**Records provided**:
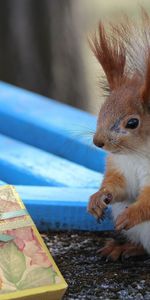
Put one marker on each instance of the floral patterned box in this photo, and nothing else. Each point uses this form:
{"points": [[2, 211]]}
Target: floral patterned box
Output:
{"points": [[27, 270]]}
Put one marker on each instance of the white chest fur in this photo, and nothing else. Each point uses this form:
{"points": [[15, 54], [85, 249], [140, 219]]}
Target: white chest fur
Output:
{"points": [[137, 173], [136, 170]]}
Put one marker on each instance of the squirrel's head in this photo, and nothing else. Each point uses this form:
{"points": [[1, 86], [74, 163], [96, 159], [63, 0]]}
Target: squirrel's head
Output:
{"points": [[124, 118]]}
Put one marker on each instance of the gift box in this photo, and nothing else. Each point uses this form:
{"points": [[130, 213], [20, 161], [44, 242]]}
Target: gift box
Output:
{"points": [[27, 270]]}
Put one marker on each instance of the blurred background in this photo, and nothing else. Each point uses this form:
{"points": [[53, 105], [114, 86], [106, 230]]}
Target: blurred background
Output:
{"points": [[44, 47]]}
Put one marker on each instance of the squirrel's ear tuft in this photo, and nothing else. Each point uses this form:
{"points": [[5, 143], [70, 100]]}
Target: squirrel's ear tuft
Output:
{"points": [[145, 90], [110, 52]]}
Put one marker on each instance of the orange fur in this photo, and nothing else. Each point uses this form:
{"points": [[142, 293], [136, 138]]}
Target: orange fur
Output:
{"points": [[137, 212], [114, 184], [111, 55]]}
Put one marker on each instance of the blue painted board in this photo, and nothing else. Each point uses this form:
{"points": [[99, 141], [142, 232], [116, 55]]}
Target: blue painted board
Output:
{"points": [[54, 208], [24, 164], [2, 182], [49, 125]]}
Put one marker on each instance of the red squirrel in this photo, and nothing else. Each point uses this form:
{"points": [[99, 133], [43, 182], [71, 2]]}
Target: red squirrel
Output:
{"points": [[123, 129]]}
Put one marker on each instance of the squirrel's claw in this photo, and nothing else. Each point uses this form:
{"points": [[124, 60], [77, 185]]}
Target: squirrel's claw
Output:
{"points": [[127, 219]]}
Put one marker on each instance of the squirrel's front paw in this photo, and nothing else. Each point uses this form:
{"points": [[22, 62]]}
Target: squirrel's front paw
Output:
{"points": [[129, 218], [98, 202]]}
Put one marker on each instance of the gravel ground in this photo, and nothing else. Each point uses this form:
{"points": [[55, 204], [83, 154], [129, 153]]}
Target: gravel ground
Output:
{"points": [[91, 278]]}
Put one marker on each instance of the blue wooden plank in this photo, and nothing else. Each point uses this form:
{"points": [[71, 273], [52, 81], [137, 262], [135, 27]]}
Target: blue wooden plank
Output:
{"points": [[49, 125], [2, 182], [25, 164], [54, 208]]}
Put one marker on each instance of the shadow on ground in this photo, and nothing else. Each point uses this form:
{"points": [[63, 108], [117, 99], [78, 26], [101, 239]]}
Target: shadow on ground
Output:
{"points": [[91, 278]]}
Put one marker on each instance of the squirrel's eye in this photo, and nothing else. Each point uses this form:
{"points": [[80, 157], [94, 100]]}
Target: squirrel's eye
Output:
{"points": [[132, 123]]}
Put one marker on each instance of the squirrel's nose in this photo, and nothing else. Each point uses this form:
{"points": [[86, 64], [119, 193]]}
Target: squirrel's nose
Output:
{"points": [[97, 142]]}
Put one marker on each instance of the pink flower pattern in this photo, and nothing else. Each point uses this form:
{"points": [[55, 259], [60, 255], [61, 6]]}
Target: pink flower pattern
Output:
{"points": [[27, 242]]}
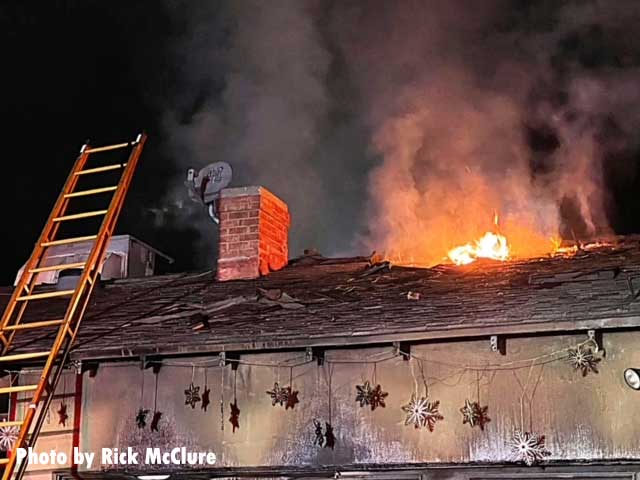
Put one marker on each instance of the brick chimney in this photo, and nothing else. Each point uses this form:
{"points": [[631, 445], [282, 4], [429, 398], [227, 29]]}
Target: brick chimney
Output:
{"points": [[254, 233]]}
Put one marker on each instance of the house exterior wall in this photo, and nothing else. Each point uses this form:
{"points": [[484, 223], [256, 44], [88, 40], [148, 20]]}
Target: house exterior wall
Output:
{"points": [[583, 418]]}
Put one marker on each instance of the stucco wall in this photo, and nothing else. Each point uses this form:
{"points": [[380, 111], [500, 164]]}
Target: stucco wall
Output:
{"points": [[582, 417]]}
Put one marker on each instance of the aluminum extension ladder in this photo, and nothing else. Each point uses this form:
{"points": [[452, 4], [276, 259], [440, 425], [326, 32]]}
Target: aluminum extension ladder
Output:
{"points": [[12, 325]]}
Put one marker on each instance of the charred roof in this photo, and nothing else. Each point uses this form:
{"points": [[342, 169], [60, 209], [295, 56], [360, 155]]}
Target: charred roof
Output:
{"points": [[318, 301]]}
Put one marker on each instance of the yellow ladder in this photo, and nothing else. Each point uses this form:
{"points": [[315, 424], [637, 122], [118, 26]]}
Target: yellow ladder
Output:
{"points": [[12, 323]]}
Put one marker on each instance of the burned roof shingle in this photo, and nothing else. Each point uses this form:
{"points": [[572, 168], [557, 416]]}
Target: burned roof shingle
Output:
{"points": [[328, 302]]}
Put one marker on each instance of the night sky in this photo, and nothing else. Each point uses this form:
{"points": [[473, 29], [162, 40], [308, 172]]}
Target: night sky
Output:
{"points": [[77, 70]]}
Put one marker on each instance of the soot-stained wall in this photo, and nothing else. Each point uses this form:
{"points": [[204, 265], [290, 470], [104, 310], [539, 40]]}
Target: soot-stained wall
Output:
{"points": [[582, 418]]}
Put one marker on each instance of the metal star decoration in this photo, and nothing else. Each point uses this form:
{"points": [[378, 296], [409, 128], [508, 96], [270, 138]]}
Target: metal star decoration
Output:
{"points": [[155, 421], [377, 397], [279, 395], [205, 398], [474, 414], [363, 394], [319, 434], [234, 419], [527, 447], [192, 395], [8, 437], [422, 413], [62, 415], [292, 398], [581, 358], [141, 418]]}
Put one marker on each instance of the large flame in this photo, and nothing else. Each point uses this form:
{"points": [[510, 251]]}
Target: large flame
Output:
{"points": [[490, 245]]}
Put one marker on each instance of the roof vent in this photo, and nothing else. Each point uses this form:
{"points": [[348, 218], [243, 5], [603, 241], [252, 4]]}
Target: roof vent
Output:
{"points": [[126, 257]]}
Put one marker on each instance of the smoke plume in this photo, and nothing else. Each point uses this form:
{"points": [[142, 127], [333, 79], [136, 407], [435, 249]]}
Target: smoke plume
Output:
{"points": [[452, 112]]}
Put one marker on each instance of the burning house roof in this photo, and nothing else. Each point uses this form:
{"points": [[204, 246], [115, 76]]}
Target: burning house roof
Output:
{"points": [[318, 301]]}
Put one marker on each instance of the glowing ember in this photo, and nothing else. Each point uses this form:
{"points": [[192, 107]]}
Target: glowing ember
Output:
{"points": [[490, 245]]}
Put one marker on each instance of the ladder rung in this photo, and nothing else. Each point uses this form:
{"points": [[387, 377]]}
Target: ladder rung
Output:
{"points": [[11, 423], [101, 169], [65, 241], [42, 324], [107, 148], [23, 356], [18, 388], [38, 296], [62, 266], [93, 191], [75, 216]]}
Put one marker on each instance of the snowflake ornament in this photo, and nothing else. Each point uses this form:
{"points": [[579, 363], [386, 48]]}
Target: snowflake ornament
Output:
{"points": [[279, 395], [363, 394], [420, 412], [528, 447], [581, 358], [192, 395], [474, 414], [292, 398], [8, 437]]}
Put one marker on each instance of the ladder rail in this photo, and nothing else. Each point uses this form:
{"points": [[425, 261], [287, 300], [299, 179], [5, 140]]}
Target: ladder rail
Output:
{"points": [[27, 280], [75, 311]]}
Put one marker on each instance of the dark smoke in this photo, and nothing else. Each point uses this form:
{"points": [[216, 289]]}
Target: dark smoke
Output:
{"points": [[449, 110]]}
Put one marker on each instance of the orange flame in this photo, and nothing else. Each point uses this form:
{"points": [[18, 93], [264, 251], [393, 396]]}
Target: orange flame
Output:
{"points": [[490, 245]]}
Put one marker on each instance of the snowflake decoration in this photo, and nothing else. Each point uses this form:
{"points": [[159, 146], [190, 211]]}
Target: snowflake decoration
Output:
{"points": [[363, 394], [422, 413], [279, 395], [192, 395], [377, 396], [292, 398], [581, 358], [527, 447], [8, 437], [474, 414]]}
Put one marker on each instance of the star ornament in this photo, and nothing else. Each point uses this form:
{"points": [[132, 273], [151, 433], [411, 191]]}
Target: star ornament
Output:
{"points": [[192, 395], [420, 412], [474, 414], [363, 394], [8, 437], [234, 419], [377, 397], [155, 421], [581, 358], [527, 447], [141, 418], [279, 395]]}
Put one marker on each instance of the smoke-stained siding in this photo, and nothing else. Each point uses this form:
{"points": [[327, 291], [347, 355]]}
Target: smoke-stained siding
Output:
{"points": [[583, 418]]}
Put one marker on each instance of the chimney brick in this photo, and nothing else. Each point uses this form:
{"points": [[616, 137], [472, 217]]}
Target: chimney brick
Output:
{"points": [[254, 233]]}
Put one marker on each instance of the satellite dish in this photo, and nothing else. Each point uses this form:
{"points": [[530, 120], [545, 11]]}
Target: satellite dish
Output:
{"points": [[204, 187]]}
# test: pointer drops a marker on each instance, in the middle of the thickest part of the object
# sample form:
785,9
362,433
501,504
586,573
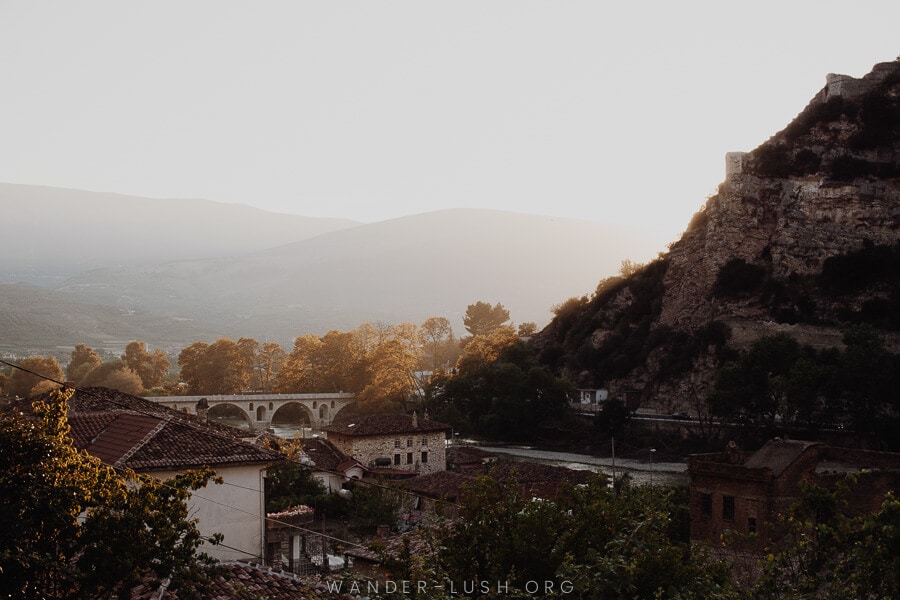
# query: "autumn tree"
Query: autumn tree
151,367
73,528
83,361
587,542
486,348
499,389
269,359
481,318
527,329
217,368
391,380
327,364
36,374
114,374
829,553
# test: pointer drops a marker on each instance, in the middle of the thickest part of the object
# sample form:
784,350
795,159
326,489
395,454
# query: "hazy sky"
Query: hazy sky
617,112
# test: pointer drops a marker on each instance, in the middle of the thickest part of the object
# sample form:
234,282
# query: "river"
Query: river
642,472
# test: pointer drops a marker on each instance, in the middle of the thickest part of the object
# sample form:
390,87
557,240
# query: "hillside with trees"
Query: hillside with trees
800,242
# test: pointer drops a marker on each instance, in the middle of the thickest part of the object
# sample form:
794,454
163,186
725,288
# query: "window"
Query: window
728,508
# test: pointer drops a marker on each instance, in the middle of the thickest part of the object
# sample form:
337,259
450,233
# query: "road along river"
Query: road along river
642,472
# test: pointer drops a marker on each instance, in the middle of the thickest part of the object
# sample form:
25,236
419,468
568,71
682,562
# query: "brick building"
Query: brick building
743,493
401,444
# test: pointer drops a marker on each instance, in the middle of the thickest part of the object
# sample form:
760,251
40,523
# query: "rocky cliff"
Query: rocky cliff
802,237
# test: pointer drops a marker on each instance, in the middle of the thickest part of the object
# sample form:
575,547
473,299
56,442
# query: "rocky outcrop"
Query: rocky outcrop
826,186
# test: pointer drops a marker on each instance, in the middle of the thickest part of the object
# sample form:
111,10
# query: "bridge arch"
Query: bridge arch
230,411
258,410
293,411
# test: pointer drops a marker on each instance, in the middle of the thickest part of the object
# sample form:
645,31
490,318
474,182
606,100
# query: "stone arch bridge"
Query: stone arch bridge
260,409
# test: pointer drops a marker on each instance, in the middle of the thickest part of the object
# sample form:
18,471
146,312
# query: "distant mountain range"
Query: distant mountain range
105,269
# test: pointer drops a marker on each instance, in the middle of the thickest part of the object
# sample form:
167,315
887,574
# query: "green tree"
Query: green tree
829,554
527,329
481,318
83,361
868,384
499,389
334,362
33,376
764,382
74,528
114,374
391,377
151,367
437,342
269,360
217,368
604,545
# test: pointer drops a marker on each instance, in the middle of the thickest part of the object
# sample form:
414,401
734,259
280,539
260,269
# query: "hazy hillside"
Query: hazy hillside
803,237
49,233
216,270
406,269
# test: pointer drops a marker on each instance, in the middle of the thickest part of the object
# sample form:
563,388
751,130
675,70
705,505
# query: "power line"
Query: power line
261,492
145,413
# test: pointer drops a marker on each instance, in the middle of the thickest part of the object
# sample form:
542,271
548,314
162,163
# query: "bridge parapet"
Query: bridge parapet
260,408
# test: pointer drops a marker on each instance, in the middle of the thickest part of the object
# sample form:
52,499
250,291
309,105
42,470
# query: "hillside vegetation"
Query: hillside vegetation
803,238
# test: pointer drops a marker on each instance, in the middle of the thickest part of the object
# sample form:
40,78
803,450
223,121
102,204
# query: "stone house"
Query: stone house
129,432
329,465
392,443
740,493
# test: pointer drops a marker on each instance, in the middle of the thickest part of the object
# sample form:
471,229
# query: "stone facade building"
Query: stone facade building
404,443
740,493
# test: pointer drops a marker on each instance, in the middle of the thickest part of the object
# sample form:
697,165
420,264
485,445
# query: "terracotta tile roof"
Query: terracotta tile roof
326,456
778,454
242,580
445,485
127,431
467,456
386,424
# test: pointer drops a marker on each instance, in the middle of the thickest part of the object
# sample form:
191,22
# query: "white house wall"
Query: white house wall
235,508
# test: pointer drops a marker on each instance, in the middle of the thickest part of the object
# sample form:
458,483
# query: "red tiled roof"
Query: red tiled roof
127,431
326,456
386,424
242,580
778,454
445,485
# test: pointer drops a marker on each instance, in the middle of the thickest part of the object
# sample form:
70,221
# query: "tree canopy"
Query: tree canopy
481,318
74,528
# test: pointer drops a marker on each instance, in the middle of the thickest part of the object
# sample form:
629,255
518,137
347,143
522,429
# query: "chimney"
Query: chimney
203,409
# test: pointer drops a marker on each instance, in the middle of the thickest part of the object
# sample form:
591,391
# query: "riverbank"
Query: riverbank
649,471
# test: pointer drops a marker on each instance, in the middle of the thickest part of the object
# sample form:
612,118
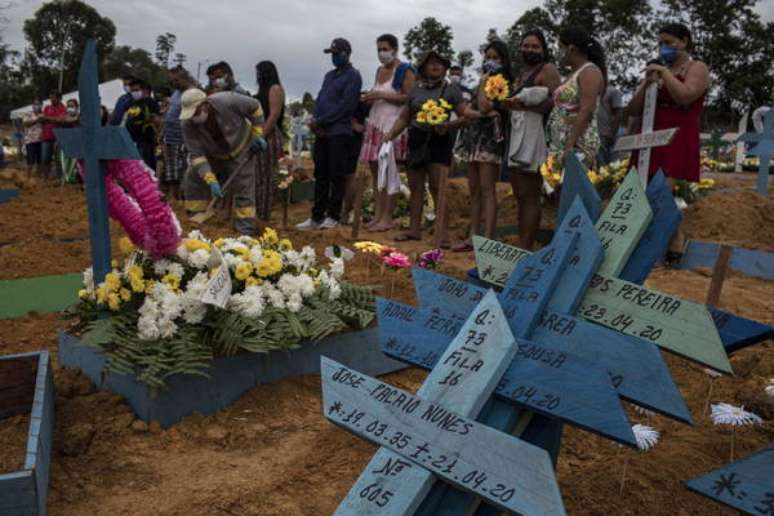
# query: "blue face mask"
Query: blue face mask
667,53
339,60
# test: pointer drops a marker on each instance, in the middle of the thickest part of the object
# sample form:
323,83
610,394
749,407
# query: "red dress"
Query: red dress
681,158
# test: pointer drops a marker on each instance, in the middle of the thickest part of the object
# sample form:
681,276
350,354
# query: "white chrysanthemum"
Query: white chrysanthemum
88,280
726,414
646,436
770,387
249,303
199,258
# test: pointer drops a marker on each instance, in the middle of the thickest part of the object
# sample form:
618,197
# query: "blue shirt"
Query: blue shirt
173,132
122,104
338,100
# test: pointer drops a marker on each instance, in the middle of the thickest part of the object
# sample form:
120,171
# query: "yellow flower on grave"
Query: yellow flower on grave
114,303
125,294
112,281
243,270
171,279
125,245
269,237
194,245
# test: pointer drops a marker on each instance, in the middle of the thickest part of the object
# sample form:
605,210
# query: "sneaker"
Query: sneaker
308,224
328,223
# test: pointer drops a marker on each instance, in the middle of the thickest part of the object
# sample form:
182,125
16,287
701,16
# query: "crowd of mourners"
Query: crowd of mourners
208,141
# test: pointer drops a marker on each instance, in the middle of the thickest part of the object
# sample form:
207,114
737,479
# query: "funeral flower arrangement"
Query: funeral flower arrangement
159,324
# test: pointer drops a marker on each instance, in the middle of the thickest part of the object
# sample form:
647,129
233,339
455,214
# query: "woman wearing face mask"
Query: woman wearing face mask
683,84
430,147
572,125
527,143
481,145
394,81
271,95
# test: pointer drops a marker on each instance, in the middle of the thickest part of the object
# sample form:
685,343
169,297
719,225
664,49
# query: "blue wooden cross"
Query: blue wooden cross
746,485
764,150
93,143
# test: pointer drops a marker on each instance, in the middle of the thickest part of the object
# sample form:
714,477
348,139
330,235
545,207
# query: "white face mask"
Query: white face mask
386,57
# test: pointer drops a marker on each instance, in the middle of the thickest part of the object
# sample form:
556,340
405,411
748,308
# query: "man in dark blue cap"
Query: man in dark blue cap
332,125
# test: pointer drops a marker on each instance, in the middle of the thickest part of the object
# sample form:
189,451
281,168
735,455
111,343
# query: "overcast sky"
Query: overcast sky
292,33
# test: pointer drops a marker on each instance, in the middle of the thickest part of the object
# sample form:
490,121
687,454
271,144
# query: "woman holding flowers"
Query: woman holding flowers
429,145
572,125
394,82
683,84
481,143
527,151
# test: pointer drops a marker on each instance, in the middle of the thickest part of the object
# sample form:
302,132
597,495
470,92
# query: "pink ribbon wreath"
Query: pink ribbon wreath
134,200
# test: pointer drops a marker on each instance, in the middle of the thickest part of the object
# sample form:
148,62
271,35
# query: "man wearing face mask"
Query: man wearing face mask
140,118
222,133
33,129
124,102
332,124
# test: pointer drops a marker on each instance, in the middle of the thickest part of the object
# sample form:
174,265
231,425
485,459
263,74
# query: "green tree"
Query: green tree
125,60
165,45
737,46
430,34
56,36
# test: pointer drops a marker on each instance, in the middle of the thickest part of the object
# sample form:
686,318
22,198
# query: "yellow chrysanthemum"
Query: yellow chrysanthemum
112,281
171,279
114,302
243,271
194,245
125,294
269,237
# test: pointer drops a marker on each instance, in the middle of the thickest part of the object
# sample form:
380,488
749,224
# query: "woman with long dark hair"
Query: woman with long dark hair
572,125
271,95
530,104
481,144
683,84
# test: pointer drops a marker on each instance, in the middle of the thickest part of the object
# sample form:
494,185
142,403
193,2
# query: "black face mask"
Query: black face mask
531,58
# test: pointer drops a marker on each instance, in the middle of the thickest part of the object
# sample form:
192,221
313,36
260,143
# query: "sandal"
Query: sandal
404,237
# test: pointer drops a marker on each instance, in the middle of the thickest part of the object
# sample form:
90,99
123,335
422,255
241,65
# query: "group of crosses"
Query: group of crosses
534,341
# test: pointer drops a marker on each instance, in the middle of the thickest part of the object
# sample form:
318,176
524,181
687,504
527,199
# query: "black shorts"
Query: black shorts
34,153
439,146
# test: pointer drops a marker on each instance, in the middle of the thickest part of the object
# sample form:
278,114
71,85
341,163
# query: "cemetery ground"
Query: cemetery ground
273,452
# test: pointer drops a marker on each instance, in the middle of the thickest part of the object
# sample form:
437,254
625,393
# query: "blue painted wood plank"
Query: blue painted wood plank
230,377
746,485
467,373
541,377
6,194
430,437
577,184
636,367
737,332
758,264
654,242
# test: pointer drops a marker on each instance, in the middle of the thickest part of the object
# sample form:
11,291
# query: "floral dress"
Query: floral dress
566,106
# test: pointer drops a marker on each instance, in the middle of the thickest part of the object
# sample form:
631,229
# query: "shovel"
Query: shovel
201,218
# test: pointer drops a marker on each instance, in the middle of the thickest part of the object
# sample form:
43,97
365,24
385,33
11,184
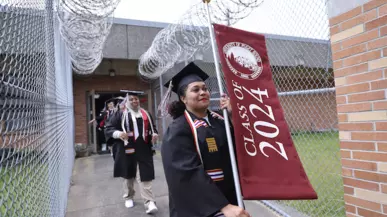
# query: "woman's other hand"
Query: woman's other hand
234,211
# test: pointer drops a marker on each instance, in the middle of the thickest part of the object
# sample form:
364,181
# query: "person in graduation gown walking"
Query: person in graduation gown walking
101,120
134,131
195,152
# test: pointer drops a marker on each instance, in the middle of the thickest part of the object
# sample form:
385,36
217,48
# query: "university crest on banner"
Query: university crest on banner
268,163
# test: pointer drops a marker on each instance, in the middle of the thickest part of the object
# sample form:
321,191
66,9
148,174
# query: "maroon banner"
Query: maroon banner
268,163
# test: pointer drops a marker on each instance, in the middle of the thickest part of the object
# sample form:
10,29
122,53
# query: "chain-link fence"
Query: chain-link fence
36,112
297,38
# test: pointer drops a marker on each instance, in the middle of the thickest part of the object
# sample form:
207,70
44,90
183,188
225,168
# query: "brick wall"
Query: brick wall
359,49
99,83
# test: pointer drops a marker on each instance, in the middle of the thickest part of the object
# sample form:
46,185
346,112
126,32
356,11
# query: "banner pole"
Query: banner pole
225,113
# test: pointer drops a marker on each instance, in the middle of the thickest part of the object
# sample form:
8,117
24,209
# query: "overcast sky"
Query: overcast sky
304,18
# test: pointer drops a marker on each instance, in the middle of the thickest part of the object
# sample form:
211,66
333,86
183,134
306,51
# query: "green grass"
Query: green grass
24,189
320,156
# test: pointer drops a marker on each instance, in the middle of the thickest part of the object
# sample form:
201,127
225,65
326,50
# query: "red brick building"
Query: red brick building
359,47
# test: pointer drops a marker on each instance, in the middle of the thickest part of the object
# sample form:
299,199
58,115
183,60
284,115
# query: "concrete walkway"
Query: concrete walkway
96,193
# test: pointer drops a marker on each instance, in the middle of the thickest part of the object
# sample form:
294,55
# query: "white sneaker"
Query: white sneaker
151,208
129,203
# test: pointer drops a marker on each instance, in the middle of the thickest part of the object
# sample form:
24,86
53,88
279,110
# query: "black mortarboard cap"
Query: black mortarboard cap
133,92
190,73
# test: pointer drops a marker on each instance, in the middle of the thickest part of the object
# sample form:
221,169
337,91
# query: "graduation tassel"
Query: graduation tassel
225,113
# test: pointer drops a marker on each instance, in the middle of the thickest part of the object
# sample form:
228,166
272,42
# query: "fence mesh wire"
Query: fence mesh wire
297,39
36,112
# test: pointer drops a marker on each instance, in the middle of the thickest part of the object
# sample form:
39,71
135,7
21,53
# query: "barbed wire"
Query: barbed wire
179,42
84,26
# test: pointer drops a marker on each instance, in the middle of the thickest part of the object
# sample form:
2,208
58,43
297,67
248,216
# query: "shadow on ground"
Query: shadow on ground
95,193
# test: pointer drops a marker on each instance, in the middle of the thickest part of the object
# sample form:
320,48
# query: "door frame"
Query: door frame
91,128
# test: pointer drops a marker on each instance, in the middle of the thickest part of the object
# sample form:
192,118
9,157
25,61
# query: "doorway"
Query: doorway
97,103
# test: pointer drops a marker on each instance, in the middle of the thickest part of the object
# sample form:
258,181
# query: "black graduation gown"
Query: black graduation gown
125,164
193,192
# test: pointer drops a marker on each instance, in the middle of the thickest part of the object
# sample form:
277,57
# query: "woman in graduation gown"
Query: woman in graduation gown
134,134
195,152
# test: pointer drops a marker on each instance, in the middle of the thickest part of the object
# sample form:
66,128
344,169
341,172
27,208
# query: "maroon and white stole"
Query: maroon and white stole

**Task**: Lines of the listing above that hold the string "stole" should each be copied.

**Finished task**:
# query: "maroon and white stole"
Query: maroon and white stole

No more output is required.